# [Short task]
Repeat the full listing, word for word.

## begin Information provided

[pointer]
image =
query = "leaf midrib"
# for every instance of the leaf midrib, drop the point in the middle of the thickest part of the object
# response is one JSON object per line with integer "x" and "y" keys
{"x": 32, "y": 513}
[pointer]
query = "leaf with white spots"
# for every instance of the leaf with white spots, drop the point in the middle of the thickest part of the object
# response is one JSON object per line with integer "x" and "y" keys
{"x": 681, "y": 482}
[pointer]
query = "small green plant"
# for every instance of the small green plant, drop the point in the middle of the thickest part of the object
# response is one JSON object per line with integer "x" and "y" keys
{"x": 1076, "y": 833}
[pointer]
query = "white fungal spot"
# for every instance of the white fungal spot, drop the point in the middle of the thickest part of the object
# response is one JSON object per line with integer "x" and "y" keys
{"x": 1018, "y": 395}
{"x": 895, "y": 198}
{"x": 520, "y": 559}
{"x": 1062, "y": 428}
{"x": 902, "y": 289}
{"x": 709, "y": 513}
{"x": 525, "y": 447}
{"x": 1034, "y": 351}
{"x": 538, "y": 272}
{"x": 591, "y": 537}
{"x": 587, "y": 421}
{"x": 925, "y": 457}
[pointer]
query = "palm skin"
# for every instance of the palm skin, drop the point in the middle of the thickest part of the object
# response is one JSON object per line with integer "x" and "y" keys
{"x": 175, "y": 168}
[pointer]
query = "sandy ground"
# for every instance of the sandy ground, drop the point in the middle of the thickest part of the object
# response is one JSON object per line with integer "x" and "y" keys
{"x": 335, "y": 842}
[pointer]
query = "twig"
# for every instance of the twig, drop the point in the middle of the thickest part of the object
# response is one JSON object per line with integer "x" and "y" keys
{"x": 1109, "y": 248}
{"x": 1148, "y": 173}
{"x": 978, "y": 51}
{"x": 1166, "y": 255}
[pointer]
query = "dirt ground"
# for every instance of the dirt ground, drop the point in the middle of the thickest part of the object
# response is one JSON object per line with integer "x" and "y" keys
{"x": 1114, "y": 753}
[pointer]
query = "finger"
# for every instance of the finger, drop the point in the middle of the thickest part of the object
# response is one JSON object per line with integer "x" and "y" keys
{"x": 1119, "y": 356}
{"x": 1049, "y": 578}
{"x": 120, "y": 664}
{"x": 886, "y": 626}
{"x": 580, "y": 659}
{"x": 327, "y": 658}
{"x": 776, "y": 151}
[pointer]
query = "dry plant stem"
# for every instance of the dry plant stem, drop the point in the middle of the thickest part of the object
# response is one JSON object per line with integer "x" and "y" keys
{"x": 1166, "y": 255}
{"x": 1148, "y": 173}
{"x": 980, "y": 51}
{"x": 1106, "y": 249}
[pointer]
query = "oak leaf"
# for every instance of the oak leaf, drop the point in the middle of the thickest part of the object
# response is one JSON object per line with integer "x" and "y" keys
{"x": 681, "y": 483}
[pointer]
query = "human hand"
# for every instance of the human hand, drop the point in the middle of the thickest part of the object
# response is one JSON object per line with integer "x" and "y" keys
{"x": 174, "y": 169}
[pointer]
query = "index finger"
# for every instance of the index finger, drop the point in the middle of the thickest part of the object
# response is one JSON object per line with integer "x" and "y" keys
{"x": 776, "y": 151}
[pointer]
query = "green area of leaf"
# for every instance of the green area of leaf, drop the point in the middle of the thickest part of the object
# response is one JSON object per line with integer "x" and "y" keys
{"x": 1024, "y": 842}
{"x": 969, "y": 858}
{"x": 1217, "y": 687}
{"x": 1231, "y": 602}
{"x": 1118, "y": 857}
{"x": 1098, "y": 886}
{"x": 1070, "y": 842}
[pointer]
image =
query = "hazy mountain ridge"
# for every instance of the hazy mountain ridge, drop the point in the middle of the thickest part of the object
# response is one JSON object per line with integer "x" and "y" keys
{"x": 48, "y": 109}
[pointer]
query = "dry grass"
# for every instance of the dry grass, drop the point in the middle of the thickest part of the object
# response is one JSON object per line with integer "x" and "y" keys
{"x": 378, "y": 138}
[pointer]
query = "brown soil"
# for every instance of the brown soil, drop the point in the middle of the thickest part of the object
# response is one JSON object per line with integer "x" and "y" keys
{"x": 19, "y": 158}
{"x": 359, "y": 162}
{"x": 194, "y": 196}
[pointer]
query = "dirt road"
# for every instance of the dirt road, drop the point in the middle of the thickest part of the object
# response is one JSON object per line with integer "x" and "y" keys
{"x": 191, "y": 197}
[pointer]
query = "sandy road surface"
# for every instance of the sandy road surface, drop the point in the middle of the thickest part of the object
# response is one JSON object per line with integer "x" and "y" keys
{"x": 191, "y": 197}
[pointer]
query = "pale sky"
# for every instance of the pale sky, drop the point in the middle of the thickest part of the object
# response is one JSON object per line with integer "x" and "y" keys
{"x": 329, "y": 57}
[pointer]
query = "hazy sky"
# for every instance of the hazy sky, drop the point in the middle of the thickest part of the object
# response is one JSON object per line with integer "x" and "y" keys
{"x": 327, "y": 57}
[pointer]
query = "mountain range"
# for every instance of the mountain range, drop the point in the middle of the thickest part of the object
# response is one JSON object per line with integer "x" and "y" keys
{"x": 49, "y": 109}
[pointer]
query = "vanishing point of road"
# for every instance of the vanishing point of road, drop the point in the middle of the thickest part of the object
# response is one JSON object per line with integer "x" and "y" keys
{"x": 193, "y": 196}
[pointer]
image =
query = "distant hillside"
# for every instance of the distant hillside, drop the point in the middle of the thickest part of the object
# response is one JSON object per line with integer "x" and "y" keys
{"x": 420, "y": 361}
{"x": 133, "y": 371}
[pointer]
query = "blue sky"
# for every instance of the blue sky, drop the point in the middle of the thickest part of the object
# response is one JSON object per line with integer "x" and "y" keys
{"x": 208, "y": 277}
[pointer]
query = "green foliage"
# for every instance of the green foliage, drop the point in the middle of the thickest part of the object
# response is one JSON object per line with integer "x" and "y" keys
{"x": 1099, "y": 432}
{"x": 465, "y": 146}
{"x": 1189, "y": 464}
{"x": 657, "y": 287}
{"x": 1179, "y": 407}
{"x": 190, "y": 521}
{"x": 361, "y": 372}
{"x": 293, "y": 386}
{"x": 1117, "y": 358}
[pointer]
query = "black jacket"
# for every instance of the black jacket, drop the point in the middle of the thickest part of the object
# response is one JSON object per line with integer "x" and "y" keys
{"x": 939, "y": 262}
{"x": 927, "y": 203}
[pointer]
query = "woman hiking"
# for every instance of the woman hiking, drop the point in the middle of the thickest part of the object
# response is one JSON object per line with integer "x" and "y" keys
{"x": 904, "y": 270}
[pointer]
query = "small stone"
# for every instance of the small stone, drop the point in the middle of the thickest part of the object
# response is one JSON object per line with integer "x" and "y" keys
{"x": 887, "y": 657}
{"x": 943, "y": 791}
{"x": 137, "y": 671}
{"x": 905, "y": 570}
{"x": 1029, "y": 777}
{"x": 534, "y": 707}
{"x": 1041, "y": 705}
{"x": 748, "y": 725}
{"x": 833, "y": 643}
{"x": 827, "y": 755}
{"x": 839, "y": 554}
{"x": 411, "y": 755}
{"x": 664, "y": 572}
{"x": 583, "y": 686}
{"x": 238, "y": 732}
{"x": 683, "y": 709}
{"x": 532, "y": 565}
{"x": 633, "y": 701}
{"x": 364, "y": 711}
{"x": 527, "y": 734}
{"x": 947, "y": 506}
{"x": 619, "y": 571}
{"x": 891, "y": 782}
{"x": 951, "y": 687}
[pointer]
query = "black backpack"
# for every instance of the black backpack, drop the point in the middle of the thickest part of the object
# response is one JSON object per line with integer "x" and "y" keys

## end Information provided

# [Worked answer]
[pointer]
image =
query = "leaf midrib"
# for every instance of the leaf midrib, drop the point in the middle of the thickest part of the object
# response is one JSON object per line with integer "x" and "y" keys
{"x": 32, "y": 513}
[pointer]
query = "leaf with white spots"
# for every instance of the leaf with white spots, drop the point in the middle of the thickest part of the object
# response is one JSON object per line with integer "x" and "y" keys
{"x": 681, "y": 482}
[pointer]
query = "small green plant"
# for every instance of the small green plant, drop the point in the middle of the thickest part of the object
# response is one JSON object per line with integer "x" and "y" keys
{"x": 1076, "y": 833}
[pointer]
query = "white fungal spot"
# for every instance of the white fungal spot, drop the point in the middle of the thickest part of the object
# response is one JSON object per line with integer "x" and "y" keys
{"x": 1018, "y": 395}
{"x": 895, "y": 198}
{"x": 520, "y": 559}
{"x": 1062, "y": 428}
{"x": 902, "y": 289}
{"x": 709, "y": 513}
{"x": 525, "y": 447}
{"x": 1034, "y": 351}
{"x": 538, "y": 272}
{"x": 591, "y": 537}
{"x": 587, "y": 421}
{"x": 925, "y": 457}
[pointer]
query = "palm skin"
# for every instance of the palm skin, drop the point in the middle of the thickest part of the object
# response is one JSON object per line with integer "x" and "y" keys
{"x": 175, "y": 168}
[pointer]
query = "sandy ground"
# for every instance of the sandy ground, drop the point in the middle of the thickest part of the object
# response is one JSON object per line with integer "x" and "y" keys
{"x": 335, "y": 842}
[pointer]
query = "twig"
# for every instance of the twig, drop the point in the middle of the thickest part of the object
# response is one JSON object per line with integer "x" and "y" keys
{"x": 1109, "y": 248}
{"x": 1148, "y": 173}
{"x": 978, "y": 51}
{"x": 1166, "y": 255}
[pointer]
query = "dirt ground"
# for every instance of the dirt ground, drop the point in the middle of the thickest part of the object
# response is one JSON object per line with integer "x" and "y" keys
{"x": 1114, "y": 753}
[pointer]
query = "finger"
# for every instance of the finger, drop the point in the middle of the thickest part of the object
# response is one JSON object per line with integer "x" and "y" keys
{"x": 1119, "y": 356}
{"x": 1049, "y": 578}
{"x": 120, "y": 664}
{"x": 886, "y": 626}
{"x": 580, "y": 659}
{"x": 327, "y": 658}
{"x": 776, "y": 151}
[pointer]
query = "dry plant stem"
# for every instance of the dry plant stem, drop the point in the middle of the thickest part of the object
# response is one JSON object per line with integer "x" and "y" keys
{"x": 1166, "y": 255}
{"x": 1148, "y": 173}
{"x": 980, "y": 51}
{"x": 1106, "y": 249}
[pointer]
query = "oak leaf"
# for every instance of the oak leaf, drop the point in the middle of the thickest part of the object
# response is one JSON object per line with integer "x" and "y" keys
{"x": 681, "y": 483}
[pointer]
query = "human hand"
# for every instance of the human hand, drop the point in the middle of the thickest part of the object
# response is one JSON object per line with integer "x" and "y" keys
{"x": 174, "y": 169}
[pointer]
query = "index finger"
# for every instance of the index finger, drop the point in the middle of the thickest part of the object
# response is one JSON object per line with integer "x" and "y" keys
{"x": 776, "y": 151}
[pointer]
query = "green area of leaf"
# for every instance of the green area of leaf, drop the point in the middle of the thickest part of the object
# response is one JSON object per line with integer "x" and "y" keys
{"x": 1024, "y": 842}
{"x": 969, "y": 858}
{"x": 1217, "y": 687}
{"x": 1231, "y": 602}
{"x": 1118, "y": 857}
{"x": 1098, "y": 886}
{"x": 1070, "y": 842}
[pointer]
image =
query = "hazy mountain ridge"
# for every instance of the hazy mountain ridge, drop the point in the middle of the thickest part of the object
# response is one JSON object per line with integer "x" and "y" keys
{"x": 48, "y": 109}
[pointer]
query = "dry grass"
# for every instance of the dry grass, drop the point in the middle of the thickest part of the object
# response is one JSON object per line with integer "x" and "y" keys
{"x": 378, "y": 138}
[pointer]
query = "brown soil"
# for every instance of the brown soil, drop the point in the middle of the thickest part of the object
# response is one JSON object per line with integer "x" and "y" keys
{"x": 19, "y": 158}
{"x": 359, "y": 162}
{"x": 194, "y": 196}
[pointer]
query = "dirt road"
# for every instance of the dirt road, drop the point in the middle of the thickest part of the object
# response is one JSON object per line with integer "x" and "y" keys
{"x": 191, "y": 197}
[pointer]
query = "sandy road surface"
# for every instance of the sandy road surface, drop the point in the middle of the thickest part of the object
# response is one JSON object per line with integer "x" and "y" keys
{"x": 191, "y": 197}
[pointer]
query = "pale sky"
# for every instance of the pale sky, drop the point in the middle of the thickest part of the object
# response is one JSON object per line with integer "x" and "y" keys
{"x": 329, "y": 57}
[pointer]
query = "hazy sky"
# for every instance of the hazy sky, drop the point in the middle of the thickest part of the object
# response is one JSON object per line with integer "x" and "y" keys
{"x": 327, "y": 57}
[pointer]
query = "mountain range"
# for every instance of the mountain range, drop the point in the middle of the thickest part of the object
# response is one JSON object per line with integer "x" and "y" keys
{"x": 49, "y": 109}
[pointer]
query = "vanishing point of road"
# for every instance of the vanishing point of road, drop the point in the middle of the thickest part of the object
# response is one JSON object per line with integer "x" and "y" keys
{"x": 193, "y": 196}
[pointer]
image =
query = "distant hillside"
# for every instance of the distant hillside, drop the point in the middle of the thickest part of the object
# response is one JSON object per line with integer "x" and "y" keys
{"x": 420, "y": 361}
{"x": 133, "y": 371}
[pointer]
query = "blue sky"
# for every instance of the blue sky, drop the point in the middle of the thickest part of the object
# response is one JSON object per line with integer "x" and "y" keys
{"x": 208, "y": 277}
[pointer]
query = "green foliage"
# for every instance of the green foliage, drop the point in the middle of the thickest part of the object
# response is one JSON object per line with integer "x" and "y" keys
{"x": 1099, "y": 432}
{"x": 465, "y": 146}
{"x": 1189, "y": 464}
{"x": 657, "y": 287}
{"x": 1179, "y": 407}
{"x": 190, "y": 521}
{"x": 361, "y": 372}
{"x": 293, "y": 386}
{"x": 1117, "y": 358}
[pointer]
query = "black jacket"
# for every instance of the black jacket, drop the point in the middle of the thickest part of the object
# response is one JSON object per line with integer "x" and "y" keys
{"x": 939, "y": 262}
{"x": 927, "y": 203}
[pointer]
query = "woman hiking"
# for every instance of the woman hiking, drop the point in the middle of the thickest part of the object
# response is one JSON object per line with integer "x" and "y" keys
{"x": 904, "y": 270}
[pointer]
query = "small stone"
# for every instance of the small stone, drop the point in the middle of the thickest part of the object
# response is one JSON object per line with integer "x" and "y" keys
{"x": 887, "y": 657}
{"x": 943, "y": 791}
{"x": 137, "y": 671}
{"x": 905, "y": 570}
{"x": 1029, "y": 777}
{"x": 534, "y": 707}
{"x": 1041, "y": 705}
{"x": 748, "y": 725}
{"x": 833, "y": 643}
{"x": 827, "y": 755}
{"x": 839, "y": 554}
{"x": 411, "y": 755}
{"x": 664, "y": 572}
{"x": 583, "y": 686}
{"x": 238, "y": 732}
{"x": 683, "y": 709}
{"x": 532, "y": 565}
{"x": 633, "y": 701}
{"x": 364, "y": 711}
{"x": 527, "y": 734}
{"x": 947, "y": 506}
{"x": 619, "y": 571}
{"x": 891, "y": 782}
{"x": 951, "y": 687}
[pointer]
query = "black backpack"
# for every instance of the black backpack, drop the point in the middle of the thickest part of the object
# response is one JSON object per line with integer "x" and "y" keys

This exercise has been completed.